• _QUOTED PASSAGE_:

SIFF: The Sentimental Engine Slayer

by The Great White Gypsy

Thursday night, I rolled down to SIFF Cinema for The Sentimental Engine Slayer, a film I’ve been looking forward to for weeks.

Omar Rodriguez-Lopez, the guitarist who formed Mars Volta, makes his feature film debut with a story he wrote, directed, produced, and acted in. He plays Barlam, a young man growing up in El Paso, Texas. His parents are divorced, he lives with his druggy sister and her white boyfriend, works at a small grocery store with his friend Oscar, and spends all his time building models of 1967 Mercury Cougars. Told in a fragmented, non-linear, surreal fashion, this is the story of his “coming of age”, and his attempts at a social life and losing his virginity.

When it comes to cinema, the term “avant garde” always makes me cringe a little bit. Mainly because people do dumb shit, call it “experimental”, market it as avant garde, and the masses fall all over themselves appreciating things because they don’t understand them. Luckily, that’s not the case with Engine Slayer. At least for the most part. Rodriguez-Lopez owns this film. It’s obviously his baby. Sometimes, you can just tell watching a movie that the final product is as close to the original idea as the writer/director can possibly get, and this is one of them. As disjointed, anxious, and surrealistically ordinary as the film is, at the end you can see all the pieces. I genuinely think that, from his first brainstorming session to final cuts, Rodriguez-Lopez did exactly what he wanted to do. It’s not maturity you see in the technical aspects, but it is an energetic, uncompromising focus that impressed the hell out of me.

• _RECORDED DATA_:
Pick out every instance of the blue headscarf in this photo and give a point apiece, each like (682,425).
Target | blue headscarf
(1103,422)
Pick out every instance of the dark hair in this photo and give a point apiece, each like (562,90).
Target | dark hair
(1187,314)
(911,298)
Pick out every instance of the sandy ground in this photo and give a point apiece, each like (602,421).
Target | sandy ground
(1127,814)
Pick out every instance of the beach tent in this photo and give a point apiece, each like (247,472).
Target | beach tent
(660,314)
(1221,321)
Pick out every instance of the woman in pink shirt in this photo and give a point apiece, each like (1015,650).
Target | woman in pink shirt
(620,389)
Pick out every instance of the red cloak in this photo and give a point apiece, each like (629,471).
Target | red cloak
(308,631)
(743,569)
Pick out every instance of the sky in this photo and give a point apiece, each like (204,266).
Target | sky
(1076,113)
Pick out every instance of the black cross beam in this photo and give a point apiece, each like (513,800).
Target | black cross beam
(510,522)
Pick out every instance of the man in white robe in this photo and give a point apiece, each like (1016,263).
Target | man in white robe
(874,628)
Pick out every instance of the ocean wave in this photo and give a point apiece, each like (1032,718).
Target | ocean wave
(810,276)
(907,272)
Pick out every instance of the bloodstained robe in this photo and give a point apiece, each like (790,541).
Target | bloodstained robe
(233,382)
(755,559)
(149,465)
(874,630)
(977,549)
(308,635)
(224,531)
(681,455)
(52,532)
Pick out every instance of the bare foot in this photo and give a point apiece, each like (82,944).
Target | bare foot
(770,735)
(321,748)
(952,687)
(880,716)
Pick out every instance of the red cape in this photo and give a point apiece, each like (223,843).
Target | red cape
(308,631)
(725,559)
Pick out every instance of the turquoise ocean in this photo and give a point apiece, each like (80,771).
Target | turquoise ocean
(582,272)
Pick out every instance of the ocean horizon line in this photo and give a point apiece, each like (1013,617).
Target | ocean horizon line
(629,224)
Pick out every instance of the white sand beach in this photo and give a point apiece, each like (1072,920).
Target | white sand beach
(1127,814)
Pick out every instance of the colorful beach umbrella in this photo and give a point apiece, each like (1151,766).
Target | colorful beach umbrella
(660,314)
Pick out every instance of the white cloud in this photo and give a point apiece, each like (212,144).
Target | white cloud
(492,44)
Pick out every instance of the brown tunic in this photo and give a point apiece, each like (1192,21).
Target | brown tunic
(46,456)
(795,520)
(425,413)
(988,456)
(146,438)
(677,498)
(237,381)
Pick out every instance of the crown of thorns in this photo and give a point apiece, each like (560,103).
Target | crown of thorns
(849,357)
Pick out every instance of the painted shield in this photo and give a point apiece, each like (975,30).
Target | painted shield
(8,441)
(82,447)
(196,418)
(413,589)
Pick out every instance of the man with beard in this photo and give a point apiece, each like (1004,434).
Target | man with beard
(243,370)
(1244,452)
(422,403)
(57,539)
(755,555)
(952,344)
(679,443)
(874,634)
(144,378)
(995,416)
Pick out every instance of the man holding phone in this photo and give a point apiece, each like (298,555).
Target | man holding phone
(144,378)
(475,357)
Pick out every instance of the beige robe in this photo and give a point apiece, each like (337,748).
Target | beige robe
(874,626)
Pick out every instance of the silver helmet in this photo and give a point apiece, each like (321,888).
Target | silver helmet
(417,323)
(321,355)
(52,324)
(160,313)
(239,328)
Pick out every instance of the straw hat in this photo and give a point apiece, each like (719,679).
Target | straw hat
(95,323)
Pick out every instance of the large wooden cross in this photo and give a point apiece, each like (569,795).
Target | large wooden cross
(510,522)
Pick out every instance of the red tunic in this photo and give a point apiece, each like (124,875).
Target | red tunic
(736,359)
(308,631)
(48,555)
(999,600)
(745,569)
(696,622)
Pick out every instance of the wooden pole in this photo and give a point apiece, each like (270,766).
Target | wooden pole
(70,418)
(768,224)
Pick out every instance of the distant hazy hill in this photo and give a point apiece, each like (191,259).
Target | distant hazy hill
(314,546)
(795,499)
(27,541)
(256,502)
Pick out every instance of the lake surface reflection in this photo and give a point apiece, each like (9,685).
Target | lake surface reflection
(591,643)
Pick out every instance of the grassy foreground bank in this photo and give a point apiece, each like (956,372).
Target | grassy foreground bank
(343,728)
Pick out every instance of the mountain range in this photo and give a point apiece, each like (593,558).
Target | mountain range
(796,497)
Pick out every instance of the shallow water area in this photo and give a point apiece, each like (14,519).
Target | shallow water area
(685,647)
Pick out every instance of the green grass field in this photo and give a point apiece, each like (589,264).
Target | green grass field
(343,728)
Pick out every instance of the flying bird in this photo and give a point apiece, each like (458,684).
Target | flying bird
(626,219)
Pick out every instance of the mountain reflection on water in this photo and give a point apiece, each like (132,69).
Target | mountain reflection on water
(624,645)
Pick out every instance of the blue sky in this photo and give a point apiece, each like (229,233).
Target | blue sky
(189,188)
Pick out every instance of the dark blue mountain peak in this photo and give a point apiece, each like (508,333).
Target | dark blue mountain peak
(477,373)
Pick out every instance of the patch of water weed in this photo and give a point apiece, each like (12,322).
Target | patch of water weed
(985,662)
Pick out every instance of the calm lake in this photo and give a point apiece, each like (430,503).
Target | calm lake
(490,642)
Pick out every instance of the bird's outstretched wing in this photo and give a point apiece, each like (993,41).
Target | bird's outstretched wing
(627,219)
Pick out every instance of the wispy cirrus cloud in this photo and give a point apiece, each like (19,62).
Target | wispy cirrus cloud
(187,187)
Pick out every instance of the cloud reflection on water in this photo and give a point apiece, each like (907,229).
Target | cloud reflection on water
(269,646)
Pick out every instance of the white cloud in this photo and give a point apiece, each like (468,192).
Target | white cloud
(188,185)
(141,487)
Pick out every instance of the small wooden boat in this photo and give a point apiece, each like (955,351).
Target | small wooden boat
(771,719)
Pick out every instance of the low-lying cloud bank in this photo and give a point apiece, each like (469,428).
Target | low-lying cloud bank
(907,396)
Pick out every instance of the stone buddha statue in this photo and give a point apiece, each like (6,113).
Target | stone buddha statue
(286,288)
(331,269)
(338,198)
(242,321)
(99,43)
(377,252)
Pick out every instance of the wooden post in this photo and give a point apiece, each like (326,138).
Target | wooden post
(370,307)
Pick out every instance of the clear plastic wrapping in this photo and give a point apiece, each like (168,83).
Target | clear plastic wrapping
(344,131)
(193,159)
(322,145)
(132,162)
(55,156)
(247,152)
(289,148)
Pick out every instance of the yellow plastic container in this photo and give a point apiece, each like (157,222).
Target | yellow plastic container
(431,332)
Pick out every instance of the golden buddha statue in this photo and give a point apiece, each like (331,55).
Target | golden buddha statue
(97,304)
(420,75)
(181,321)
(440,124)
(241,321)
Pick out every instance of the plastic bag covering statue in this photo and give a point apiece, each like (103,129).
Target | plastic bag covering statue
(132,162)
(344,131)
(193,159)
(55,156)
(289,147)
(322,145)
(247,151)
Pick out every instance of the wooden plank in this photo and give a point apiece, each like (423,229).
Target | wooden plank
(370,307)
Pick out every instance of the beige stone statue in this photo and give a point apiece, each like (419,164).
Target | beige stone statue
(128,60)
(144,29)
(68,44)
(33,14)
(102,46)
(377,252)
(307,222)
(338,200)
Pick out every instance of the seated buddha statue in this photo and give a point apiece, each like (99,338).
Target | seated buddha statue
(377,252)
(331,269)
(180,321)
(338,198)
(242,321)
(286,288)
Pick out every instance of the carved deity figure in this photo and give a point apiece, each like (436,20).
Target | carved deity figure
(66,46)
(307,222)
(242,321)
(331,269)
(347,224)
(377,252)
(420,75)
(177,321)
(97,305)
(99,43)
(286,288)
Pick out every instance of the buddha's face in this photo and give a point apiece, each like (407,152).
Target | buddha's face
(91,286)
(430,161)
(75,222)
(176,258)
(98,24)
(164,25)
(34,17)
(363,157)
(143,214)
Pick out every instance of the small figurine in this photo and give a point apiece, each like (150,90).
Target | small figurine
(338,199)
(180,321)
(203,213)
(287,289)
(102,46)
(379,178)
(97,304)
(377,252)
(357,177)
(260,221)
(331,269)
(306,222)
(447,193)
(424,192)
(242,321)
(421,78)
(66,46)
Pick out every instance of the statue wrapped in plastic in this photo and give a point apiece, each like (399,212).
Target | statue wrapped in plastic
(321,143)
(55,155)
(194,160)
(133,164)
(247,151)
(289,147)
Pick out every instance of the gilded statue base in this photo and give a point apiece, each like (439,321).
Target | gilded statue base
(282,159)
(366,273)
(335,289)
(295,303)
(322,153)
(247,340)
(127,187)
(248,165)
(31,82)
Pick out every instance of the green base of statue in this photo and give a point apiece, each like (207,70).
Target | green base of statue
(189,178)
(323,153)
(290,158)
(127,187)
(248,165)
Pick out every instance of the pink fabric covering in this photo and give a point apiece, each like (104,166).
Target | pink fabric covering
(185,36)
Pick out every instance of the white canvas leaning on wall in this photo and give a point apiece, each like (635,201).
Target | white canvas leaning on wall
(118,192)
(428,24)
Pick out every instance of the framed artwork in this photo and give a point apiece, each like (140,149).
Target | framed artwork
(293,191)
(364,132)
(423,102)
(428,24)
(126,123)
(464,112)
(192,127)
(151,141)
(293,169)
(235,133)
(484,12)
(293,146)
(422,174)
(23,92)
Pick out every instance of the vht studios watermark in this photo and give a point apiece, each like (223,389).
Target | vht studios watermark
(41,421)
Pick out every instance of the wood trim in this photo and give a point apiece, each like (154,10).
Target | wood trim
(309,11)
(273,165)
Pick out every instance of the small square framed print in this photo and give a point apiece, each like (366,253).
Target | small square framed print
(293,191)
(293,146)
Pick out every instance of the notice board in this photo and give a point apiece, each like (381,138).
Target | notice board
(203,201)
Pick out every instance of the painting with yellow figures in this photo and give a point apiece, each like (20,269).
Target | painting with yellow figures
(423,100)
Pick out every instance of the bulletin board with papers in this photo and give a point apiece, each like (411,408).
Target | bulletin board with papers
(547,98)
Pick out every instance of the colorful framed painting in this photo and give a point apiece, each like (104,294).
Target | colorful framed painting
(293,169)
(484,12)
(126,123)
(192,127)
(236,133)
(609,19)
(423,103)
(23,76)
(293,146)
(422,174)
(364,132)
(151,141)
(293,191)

• _TASK INSTRUCTIONS_:
• A. In the film review, what city does Barlam grow up in?
• B. In the film review, switch "grocery store" to "hardware store" and write the passage out again, starting with "by The Great" and going on through "losing his virginity.".

• _TASK ANSWERS_:
• A. El Paso, Texas.

• B.
by The Great White Gypsy

Thursday night, I rolled down to SIFF Cinema for The Sentimental Engine Slayer, a film I’ve been looking forward to for weeks.

Omar Rodriguez-Lopez, the guitarist who formed Mars Volta, makes his feature film debut with a story he wrote, directed, produced, and acted in. He plays Barlam, a young man growing up in El Paso, Texas. His parents are divorced, he lives with his druggy sister and her white boyfriend, works at a small hardware store with his friend Oscar, and spends all his time building models of 1967 Mercury Cougars. Told in a fragmented, non-linear, surreal fashion, this is the story of his “coming of age”, and his attempts at a social life and losing his virginity.